I just did a few quick google searches and came up with Smoke King which appears to be run out of the UK. I believe they have what you are looking for. Unsure about their credibility at this point though, have not performed any searches regarding that.

Also, they have a small banner on their page stating that tobacco cannot be shipped outside of the UK, but all other products are unaffected, so you should be able to get the pipe shipped to you.

Hope this helps.


----------



## CBR (Mar 31, 2010)

That's unfortunate to hear, the bright side is you didn't have to hold your breath for a few weeks.


----------



## Firedawg (Nov 8, 2010)

the 150 just doesnt do it for me but the 999 isnt bad. The 80s is what I truly wanted in the racing green and the 999 in spigot.


----------



## Boudreaux (Jun 27, 2007)

CBR said:


> That's unfortunate to hear, the bright side is you didn't have to hold your breath for a few weeks.


+1 I'm glad that you didn't have to wait weeks for some type of confirmation but I'd still watch the credit card account like a hawk. Just because a rogue charge isn't made immediately doesn't mean the possibility doesn't exist. Since the folks who skim credit card information can hold it until they are ready to use it I'd pay closer attention to it as the expiration date approaches...


----------



## Sblumberjack (Mar 20, 2011)

I placed an order through them but after reading the info here and calling their "customer service" number with no service I decided to close the card that I used to place the order...better safe than sorry I guess.

Is anyone familiar with Top Hat or tasty tobacco shop? They have Hamborger Veermaster which I have been dying to try.


----------



## Nick S. (Jul 10, 2011)

Sblumberjack said:


> I placed an order through them but after reading the info here and calling their "customer service" number with no service I decided to close the card that I used to place the order...better safe than sorry I guess.
> 
> Is anyone familiar with Top Hat or tasty tobacco shop? They have Hamborger Veermaster which I have been dying to try.


I haven't used either of those but it you are unsure about the site give them a call. In my experience, if a site lists something in stock (such as a HTF tobacco) consistently than they either don't update their inventory, or they are a shady business...


----------



## Sblumberjack (Mar 20, 2011)

Nick S. said:


> I haven't used either of those but it you are unsure about the site give them a call. In my experience, if a site lists something in stock (such as a HTF tobacco) consistently than they either don't update their inventory, or they are a shady business...
---+---
Given exercise 1:
In the forum thread, which tobacco does Sblumberjack say he has been dying to try?
The forum thread and the rows have nothing to do with each other.
---+---
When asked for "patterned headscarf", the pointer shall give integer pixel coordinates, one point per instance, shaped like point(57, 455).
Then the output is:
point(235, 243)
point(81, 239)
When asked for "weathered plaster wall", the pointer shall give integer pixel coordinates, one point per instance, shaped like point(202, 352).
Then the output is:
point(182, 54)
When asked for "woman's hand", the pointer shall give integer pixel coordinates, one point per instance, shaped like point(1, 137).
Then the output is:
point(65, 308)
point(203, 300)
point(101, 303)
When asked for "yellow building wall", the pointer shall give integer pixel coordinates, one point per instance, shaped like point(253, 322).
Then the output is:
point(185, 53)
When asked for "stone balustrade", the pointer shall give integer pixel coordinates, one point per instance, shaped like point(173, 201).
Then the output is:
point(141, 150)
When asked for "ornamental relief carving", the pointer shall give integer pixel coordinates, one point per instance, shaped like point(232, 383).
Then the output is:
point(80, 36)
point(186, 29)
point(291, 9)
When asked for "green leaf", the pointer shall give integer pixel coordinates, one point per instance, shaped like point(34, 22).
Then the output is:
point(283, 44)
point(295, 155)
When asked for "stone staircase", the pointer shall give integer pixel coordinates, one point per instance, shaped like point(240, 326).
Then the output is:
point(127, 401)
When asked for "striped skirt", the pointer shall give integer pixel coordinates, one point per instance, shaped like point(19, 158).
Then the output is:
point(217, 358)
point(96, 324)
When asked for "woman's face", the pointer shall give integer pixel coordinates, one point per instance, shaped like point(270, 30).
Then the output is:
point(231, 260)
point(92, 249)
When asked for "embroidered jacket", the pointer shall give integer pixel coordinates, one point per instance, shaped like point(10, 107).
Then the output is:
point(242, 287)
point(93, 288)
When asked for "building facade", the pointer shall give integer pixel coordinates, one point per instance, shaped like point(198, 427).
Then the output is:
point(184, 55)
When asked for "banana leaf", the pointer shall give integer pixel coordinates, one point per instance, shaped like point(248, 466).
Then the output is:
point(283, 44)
---+---
Given exercise 2:
Report how many lines in the rows contain the string "woman", matching case exactly. Give only the number.

Reply 1:
Hamborger Veermaster

Reply 2:
2